Aim:
Write out the lines from the one containing "query: the noun phrase to segment: sky" through the one containing "POLYGON ((177 14, 172", replacing "reply" with "response" and keeping everything else the same.

Input records:
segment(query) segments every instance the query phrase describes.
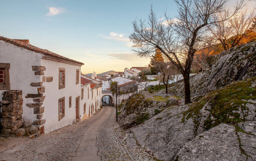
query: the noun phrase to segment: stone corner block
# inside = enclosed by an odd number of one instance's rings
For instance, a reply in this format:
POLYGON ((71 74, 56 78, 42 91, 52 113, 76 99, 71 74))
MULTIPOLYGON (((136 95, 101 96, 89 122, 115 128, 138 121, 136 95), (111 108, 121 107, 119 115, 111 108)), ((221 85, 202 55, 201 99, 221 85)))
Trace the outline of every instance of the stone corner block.
POLYGON ((45 67, 44 66, 32 66, 32 70, 33 71, 45 71, 45 67))
POLYGON ((44 107, 35 107, 34 108, 34 114, 39 114, 44 112, 44 107))
POLYGON ((43 76, 44 75, 44 72, 43 71, 36 71, 34 72, 35 75, 43 76))
POLYGON ((53 80, 53 78, 52 77, 46 77, 46 82, 51 82, 52 80, 53 80))
POLYGON ((30 83, 31 86, 43 86, 43 82, 35 82, 30 83))
POLYGON ((26 104, 26 106, 29 107, 40 107, 43 105, 41 103, 34 103, 26 104))
POLYGON ((46 121, 46 119, 40 119, 40 120, 37 120, 33 122, 33 125, 43 125, 45 123, 46 121))

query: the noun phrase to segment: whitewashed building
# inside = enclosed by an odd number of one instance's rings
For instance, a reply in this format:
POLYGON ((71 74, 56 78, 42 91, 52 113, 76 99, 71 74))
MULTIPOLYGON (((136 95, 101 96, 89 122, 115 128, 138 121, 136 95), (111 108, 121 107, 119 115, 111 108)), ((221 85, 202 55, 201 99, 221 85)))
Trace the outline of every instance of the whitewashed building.
POLYGON ((0 93, 22 91, 23 119, 47 133, 80 120, 83 64, 28 40, 0 36, 0 93))
POLYGON ((101 106, 102 83, 81 75, 81 120, 91 117, 101 106))

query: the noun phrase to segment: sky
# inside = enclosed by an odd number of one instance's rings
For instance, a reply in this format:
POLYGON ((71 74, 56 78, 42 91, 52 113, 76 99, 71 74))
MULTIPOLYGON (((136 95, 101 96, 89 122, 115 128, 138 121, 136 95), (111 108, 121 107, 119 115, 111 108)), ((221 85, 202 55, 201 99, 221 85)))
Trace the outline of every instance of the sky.
POLYGON ((0 0, 0 35, 83 62, 83 74, 146 67, 131 50, 132 23, 156 13, 176 14, 169 0, 0 0))
POLYGON ((177 14, 172 0, 0 0, 0 35, 83 62, 83 74, 123 71, 149 63, 131 50, 129 36, 151 5, 160 19, 177 14))

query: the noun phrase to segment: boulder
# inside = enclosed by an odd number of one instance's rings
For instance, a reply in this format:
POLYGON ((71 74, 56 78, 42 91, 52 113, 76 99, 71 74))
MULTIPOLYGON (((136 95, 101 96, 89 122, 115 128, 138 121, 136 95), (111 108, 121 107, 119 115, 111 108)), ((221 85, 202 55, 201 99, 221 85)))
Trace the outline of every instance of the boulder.
POLYGON ((16 130, 15 134, 17 136, 23 136, 26 134, 26 131, 24 128, 20 128, 16 130))
POLYGON ((37 127, 36 126, 32 126, 29 130, 29 134, 30 135, 34 134, 37 134, 37 132, 38 132, 38 129, 37 127))

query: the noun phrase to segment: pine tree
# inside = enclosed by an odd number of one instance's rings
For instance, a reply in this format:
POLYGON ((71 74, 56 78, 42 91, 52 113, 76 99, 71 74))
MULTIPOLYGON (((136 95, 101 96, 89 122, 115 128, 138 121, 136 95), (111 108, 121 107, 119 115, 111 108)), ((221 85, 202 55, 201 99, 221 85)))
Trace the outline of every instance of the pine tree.
POLYGON ((157 49, 156 50, 156 53, 151 58, 150 64, 149 64, 149 66, 150 67, 152 67, 154 66, 154 63, 155 63, 156 62, 158 63, 163 62, 164 60, 163 55, 162 55, 162 52, 160 51, 160 49, 157 49))

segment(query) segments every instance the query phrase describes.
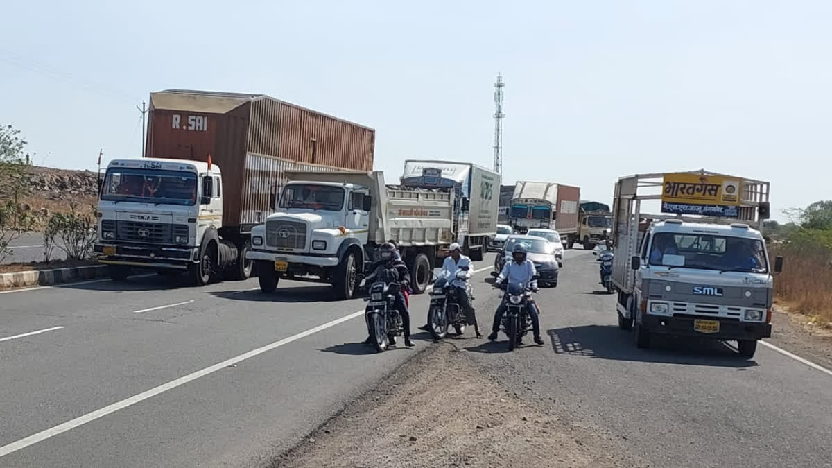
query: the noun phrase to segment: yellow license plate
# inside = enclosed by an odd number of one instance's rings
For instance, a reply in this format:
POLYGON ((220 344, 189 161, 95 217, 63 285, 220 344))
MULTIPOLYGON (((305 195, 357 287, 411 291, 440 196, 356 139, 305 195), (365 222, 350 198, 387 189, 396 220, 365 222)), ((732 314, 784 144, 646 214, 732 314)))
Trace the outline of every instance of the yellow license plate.
POLYGON ((695 320, 693 329, 700 333, 719 333, 720 321, 718 320, 695 320))

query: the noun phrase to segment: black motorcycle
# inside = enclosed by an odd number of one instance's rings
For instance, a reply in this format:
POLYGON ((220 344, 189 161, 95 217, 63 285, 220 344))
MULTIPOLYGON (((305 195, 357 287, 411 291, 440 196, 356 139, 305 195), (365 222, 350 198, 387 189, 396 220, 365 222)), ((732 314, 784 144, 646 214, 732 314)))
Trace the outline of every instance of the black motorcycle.
MULTIPOLYGON (((493 272, 492 276, 498 276, 493 272)), ((533 276, 537 280, 537 276, 533 276)), ((528 315, 527 305, 532 299, 532 290, 521 283, 500 283, 504 291, 503 301, 506 311, 500 321, 500 329, 508 336, 508 351, 513 351, 518 342, 532 330, 532 316, 528 315)))
POLYGON ((385 269, 370 285, 369 295, 364 298, 368 301, 364 318, 370 341, 378 352, 384 352, 404 331, 402 316, 395 307, 396 296, 402 287, 398 276, 395 269, 385 269))
MULTIPOLYGON (((463 267, 457 271, 457 276, 464 278, 468 268, 463 267)), ((458 295, 468 294, 454 287, 453 279, 439 276, 433 282, 433 289, 430 291, 430 306, 428 309, 428 323, 430 324, 430 334, 434 340, 441 340, 448 336, 448 328, 453 326, 457 335, 465 333, 468 326, 468 317, 462 312, 458 295)))

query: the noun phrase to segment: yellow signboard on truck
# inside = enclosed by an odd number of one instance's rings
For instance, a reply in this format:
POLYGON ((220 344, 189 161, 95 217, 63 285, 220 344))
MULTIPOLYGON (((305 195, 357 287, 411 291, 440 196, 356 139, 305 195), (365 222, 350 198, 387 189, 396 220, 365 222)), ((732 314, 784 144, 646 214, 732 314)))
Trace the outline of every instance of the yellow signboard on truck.
POLYGON ((661 212, 737 217, 742 181, 686 172, 664 175, 661 212))

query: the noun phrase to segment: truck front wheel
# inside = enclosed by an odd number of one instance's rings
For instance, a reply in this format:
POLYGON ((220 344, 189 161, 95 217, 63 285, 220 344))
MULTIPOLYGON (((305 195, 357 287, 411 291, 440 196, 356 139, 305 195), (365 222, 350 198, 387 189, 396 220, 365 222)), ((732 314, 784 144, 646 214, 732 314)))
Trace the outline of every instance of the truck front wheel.
POLYGON ((352 299, 355 294, 358 286, 358 270, 355 263, 355 253, 349 251, 336 267, 332 286, 335 288, 335 297, 339 301, 352 299))
POLYGON ((262 292, 275 292, 277 283, 280 281, 275 271, 275 264, 271 261, 260 261, 257 262, 257 279, 260 281, 262 292))

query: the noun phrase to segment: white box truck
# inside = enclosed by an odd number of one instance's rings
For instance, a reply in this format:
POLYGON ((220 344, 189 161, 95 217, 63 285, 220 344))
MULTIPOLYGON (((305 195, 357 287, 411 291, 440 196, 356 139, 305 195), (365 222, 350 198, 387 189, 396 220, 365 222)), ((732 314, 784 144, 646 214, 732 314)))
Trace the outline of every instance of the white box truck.
POLYGON ((698 171, 622 177, 615 185, 612 282, 622 329, 738 342, 751 357, 771 336, 772 275, 763 221, 769 182, 698 171), (661 213, 643 204, 661 202, 661 213), (755 227, 750 226, 753 225, 755 227))

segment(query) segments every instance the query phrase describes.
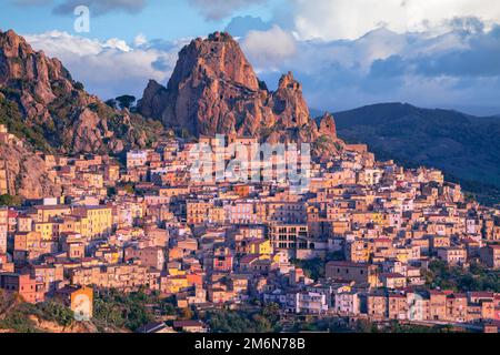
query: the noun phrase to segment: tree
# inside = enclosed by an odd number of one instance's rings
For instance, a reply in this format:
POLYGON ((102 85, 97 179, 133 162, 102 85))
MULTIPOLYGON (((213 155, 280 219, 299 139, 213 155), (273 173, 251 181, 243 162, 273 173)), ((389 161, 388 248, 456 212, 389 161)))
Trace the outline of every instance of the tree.
POLYGON ((121 95, 118 97, 117 99, 118 105, 120 106, 121 110, 130 110, 130 108, 132 106, 132 104, 136 102, 136 97, 133 95, 121 95))

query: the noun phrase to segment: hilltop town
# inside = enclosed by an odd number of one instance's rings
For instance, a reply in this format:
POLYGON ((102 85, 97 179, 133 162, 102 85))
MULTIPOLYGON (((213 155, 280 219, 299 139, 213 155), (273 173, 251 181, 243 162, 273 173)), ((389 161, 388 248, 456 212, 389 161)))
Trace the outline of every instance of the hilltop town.
POLYGON ((0 328, 19 331, 23 304, 98 331, 498 332, 500 211, 343 142, 228 33, 193 40, 168 87, 120 110, 13 31, 0 44, 0 328), (307 184, 260 154, 276 174, 226 174, 234 146, 262 143, 310 144, 307 184))
MULTIPOLYGON (((6 131, 0 144, 20 144, 6 131)), ((436 263, 500 267, 499 211, 467 201, 441 172, 377 162, 366 145, 347 144, 313 162, 309 191, 296 194, 280 181, 192 182, 193 144, 166 139, 127 152, 126 165, 40 153, 63 194, 0 209, 0 287, 73 310, 74 295, 93 287, 156 292, 178 308, 274 304, 287 318, 499 321, 492 290, 426 280, 436 263)), ((207 331, 192 321, 177 326, 207 331)), ((161 324, 149 331, 169 328, 161 324)))

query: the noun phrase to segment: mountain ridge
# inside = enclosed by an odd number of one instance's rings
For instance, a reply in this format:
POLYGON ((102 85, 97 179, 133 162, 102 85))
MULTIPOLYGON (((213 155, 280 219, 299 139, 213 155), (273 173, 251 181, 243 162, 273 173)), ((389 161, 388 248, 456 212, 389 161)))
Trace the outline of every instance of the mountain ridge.
POLYGON ((380 159, 442 170, 486 202, 500 202, 500 120, 409 103, 333 113, 339 138, 367 143, 380 159))
POLYGON ((12 30, 0 31, 0 101, 14 104, 22 119, 0 123, 42 151, 119 153, 146 146, 158 130, 87 93, 61 61, 34 51, 12 30))
POLYGON ((269 91, 227 32, 186 45, 168 85, 150 81, 138 110, 192 136, 238 134, 271 143, 324 138, 330 152, 340 144, 334 120, 327 115, 323 124, 316 123, 291 72, 281 77, 276 91, 269 91))

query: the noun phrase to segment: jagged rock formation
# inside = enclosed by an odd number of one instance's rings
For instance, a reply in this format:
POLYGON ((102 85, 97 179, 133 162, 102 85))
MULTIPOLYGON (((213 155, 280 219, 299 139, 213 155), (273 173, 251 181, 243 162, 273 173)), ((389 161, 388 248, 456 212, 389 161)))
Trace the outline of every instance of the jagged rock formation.
MULTIPOLYGON (((43 150, 119 152, 144 146, 158 131, 158 124, 87 93, 59 60, 34 51, 11 30, 0 31, 0 93, 21 113, 24 126, 14 133, 43 150)), ((9 130, 20 123, 9 123, 9 130)))
POLYGON ((24 199, 60 196, 44 161, 29 149, 0 142, 0 180, 7 193, 24 199))
POLYGON ((193 136, 233 133, 271 142, 314 142, 326 135, 337 141, 333 118, 326 115, 319 126, 311 120, 292 73, 270 92, 228 33, 216 32, 184 47, 168 87, 150 81, 139 111, 193 136))

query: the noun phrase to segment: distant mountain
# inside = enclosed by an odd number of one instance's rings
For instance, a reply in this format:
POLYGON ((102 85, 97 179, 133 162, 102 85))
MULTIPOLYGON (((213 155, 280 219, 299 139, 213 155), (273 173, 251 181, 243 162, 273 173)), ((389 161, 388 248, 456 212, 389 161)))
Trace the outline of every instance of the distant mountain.
POLYGON ((0 31, 0 123, 43 151, 121 152, 146 146, 161 124, 87 93, 58 59, 0 31))
POLYGON ((486 199, 500 201, 500 118, 381 103, 333 114, 339 138, 380 159, 434 166, 486 199))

Answer to this task:
query: the noun phrase to segment: sky
# inside = enclosed by an odd number of one instance's rings
For instance, a response in this format:
POLYGON ((71 74, 56 78, 42 91, 52 113, 76 99, 71 74))
MULTIPOLYGON (((136 95, 101 96, 89 122, 115 128, 138 121, 136 95), (111 108, 121 107, 119 115, 111 108)), ((221 85, 202 55, 201 99, 221 85)))
Trace the outline of every instance of the sky.
POLYGON ((0 0, 0 35, 83 62, 83 74, 146 67, 131 50, 132 23, 156 13, 176 14, 169 0, 0 0))
POLYGON ((177 14, 172 0, 0 0, 0 35, 83 62, 83 74, 123 71, 149 63, 131 50, 129 36, 151 5, 160 19, 177 14))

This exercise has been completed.